* Do this *
Recast part of the records below as a Markdown table with the columns No. and Line, numbering each row and skipping blank lines. Begin at the line that contains "Guideline: for each instance of the man's face, the" and stop after the line that contains "column 612, row 271", leaving out everything else.

* Material to process *
--- --- ---

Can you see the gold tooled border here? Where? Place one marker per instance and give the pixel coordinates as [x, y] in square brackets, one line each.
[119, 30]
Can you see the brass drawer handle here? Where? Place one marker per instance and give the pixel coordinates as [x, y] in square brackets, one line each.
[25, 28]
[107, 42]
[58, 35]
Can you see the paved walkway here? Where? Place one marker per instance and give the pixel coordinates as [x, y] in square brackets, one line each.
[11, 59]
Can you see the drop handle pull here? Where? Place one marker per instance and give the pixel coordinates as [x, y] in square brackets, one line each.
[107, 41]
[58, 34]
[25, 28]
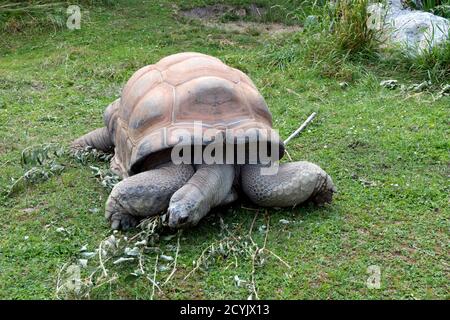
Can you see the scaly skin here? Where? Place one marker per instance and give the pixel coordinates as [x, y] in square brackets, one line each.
[209, 187]
[145, 194]
[294, 183]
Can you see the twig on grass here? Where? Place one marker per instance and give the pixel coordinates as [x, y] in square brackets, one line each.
[301, 128]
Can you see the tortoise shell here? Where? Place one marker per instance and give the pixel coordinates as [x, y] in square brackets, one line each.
[177, 93]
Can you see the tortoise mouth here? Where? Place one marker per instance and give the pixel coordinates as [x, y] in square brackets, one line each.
[246, 152]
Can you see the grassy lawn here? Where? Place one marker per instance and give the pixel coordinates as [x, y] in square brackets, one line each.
[387, 152]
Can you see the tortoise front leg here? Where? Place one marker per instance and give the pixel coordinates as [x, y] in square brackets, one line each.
[210, 186]
[98, 139]
[145, 194]
[294, 183]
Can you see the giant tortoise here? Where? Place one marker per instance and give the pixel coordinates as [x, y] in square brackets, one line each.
[174, 103]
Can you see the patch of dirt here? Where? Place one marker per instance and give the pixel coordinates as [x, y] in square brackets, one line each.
[217, 11]
[253, 27]
[230, 19]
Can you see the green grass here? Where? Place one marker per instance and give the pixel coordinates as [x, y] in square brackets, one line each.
[387, 152]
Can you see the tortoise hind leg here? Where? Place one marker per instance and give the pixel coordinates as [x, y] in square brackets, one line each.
[294, 183]
[98, 139]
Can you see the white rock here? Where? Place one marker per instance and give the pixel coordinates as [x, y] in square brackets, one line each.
[413, 29]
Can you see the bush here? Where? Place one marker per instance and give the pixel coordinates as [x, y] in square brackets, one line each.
[22, 15]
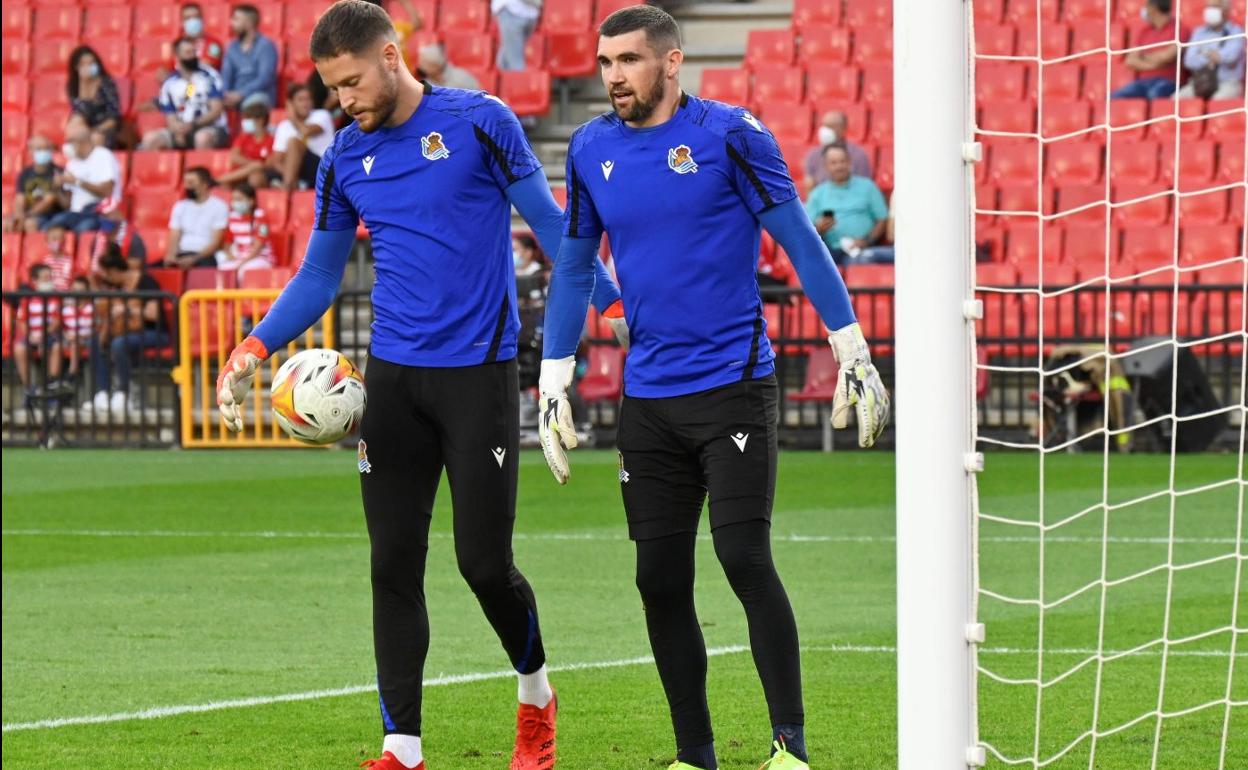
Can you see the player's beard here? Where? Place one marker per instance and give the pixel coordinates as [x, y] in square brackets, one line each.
[643, 104]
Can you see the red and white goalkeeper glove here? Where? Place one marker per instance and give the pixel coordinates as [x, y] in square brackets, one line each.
[235, 380]
[858, 385]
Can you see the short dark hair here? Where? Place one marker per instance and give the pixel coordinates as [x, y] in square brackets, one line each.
[350, 26]
[660, 29]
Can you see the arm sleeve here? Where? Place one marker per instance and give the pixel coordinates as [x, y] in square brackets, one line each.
[533, 200]
[791, 229]
[572, 282]
[311, 291]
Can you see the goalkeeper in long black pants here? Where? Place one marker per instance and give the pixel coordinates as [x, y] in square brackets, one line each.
[680, 186]
[434, 174]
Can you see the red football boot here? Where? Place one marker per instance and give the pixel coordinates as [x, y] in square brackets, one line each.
[534, 736]
[388, 761]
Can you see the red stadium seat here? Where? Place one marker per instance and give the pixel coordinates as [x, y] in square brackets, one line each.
[825, 43]
[730, 85]
[567, 16]
[789, 121]
[464, 15]
[831, 82]
[573, 54]
[155, 170]
[806, 13]
[769, 46]
[527, 91]
[471, 50]
[778, 82]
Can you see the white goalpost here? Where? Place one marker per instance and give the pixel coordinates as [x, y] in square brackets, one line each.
[1098, 615]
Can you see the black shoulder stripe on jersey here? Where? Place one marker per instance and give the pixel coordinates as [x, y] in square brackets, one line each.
[326, 186]
[754, 347]
[492, 356]
[750, 174]
[499, 157]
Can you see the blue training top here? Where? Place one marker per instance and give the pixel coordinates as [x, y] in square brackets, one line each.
[679, 204]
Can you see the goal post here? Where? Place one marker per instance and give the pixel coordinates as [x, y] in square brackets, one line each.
[934, 388]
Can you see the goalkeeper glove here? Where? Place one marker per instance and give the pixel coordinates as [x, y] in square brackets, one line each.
[614, 315]
[858, 385]
[554, 421]
[235, 380]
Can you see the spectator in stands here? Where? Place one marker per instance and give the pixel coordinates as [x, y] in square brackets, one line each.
[516, 23]
[831, 130]
[132, 326]
[94, 94]
[36, 197]
[1221, 64]
[434, 68]
[252, 150]
[250, 69]
[248, 240]
[197, 224]
[301, 139]
[91, 175]
[192, 105]
[1153, 66]
[848, 211]
[39, 325]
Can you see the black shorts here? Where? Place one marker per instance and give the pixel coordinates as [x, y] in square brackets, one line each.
[677, 451]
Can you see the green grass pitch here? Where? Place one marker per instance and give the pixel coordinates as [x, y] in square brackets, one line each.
[144, 579]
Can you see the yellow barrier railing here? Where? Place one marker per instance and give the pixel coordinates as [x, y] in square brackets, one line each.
[211, 322]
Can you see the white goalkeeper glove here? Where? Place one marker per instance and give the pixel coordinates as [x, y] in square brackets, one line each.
[554, 419]
[235, 378]
[858, 385]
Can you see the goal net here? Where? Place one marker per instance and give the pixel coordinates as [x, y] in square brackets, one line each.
[1108, 533]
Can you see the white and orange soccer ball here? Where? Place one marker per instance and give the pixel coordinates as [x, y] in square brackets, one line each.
[318, 396]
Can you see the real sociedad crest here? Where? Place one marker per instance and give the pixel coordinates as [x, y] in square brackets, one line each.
[682, 160]
[432, 146]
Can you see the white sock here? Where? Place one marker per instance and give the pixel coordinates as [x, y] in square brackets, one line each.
[404, 748]
[536, 688]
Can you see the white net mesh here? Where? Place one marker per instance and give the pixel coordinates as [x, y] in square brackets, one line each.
[1111, 538]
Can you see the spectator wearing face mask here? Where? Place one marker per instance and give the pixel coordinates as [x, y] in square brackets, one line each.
[197, 224]
[831, 130]
[250, 68]
[94, 94]
[1153, 65]
[191, 102]
[36, 196]
[248, 238]
[1223, 59]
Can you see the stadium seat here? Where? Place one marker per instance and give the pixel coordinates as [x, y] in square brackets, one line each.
[730, 85]
[769, 46]
[829, 82]
[572, 54]
[567, 16]
[791, 121]
[155, 170]
[806, 13]
[825, 43]
[877, 82]
[526, 91]
[1153, 209]
[778, 82]
[464, 15]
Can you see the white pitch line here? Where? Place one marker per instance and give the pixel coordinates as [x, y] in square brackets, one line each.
[449, 679]
[574, 537]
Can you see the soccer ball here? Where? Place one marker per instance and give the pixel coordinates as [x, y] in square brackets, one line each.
[318, 396]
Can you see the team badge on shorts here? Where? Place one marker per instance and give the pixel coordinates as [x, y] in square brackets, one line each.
[432, 146]
[682, 160]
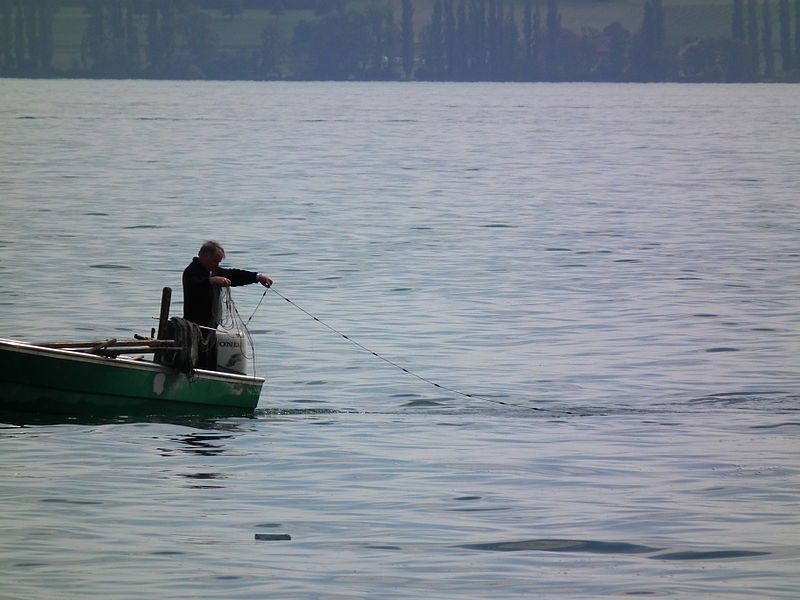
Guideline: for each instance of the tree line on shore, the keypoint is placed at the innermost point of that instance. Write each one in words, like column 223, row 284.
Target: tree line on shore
column 465, row 40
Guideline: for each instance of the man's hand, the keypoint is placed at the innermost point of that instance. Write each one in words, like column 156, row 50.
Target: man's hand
column 221, row 281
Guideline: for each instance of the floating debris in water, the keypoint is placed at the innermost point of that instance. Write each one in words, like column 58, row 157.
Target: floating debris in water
column 272, row 537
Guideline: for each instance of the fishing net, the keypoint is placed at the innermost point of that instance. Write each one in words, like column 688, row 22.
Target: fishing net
column 234, row 346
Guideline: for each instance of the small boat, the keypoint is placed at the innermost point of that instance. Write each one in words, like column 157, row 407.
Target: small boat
column 113, row 377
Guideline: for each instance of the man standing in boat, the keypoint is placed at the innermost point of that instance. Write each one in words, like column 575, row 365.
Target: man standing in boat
column 202, row 281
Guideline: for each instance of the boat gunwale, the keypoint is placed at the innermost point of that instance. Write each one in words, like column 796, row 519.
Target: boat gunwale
column 121, row 362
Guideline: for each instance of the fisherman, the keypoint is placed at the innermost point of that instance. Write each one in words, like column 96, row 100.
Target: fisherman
column 202, row 281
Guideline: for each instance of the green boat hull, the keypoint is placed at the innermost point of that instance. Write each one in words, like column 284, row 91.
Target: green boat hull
column 38, row 379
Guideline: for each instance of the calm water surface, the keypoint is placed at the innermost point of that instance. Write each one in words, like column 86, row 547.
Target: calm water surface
column 612, row 269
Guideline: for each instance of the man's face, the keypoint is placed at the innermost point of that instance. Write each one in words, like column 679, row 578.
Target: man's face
column 211, row 261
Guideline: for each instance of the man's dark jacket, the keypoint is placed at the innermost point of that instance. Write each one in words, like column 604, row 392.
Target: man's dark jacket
column 200, row 297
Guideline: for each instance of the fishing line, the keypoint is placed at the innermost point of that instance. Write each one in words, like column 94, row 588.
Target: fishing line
column 386, row 360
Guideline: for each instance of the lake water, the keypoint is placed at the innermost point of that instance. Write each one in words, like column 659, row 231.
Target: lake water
column 612, row 271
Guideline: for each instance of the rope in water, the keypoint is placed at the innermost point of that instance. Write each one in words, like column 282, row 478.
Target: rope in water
column 386, row 360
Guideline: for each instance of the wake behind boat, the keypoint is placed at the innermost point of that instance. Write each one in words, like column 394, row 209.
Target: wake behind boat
column 188, row 370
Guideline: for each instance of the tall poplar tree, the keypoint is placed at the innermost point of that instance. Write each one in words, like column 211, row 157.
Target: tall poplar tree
column 785, row 17
column 408, row 38
column 6, row 35
column 769, row 51
column 752, row 37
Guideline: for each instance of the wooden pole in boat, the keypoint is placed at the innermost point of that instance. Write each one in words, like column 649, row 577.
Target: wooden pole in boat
column 166, row 297
column 163, row 319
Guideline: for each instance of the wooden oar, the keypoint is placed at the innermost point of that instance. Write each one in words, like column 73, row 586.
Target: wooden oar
column 112, row 343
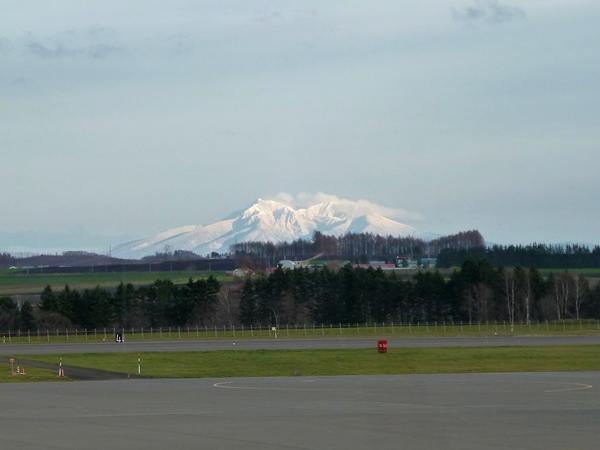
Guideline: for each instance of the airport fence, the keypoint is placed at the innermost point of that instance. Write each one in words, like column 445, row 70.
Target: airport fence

--- --- ---

* Result *
| No. | Line |
|---|---|
| 1 | Guideline: for each instance of the man's face, the keypoint is placed at the innermost point of that instance. Write each one in words, like column 679, row 578. |
| 2 | Target: man's face |
| 3 | column 211, row 261 |
| 4 | Guideline: for each instance of the man's dark jacket, the keypoint is placed at the innermost point of that instance. Write each one in words, like column 604, row 392. |
| 5 | Target: man's dark jacket |
| 6 | column 200, row 297 |
| 7 | Guideline: for each instance of the fishing line, the keypoint is placed at the innermost point of that instance. Write each one in words, like column 94, row 588. |
| 8 | Target: fishing line |
| 9 | column 386, row 360 |
| 10 | Guideline: for each instance of the lake water, the keypoint is placed at the innermost point of that instance. Write each one in words, like column 659, row 231. |
| 11 | Target: lake water |
| 12 | column 612, row 271 |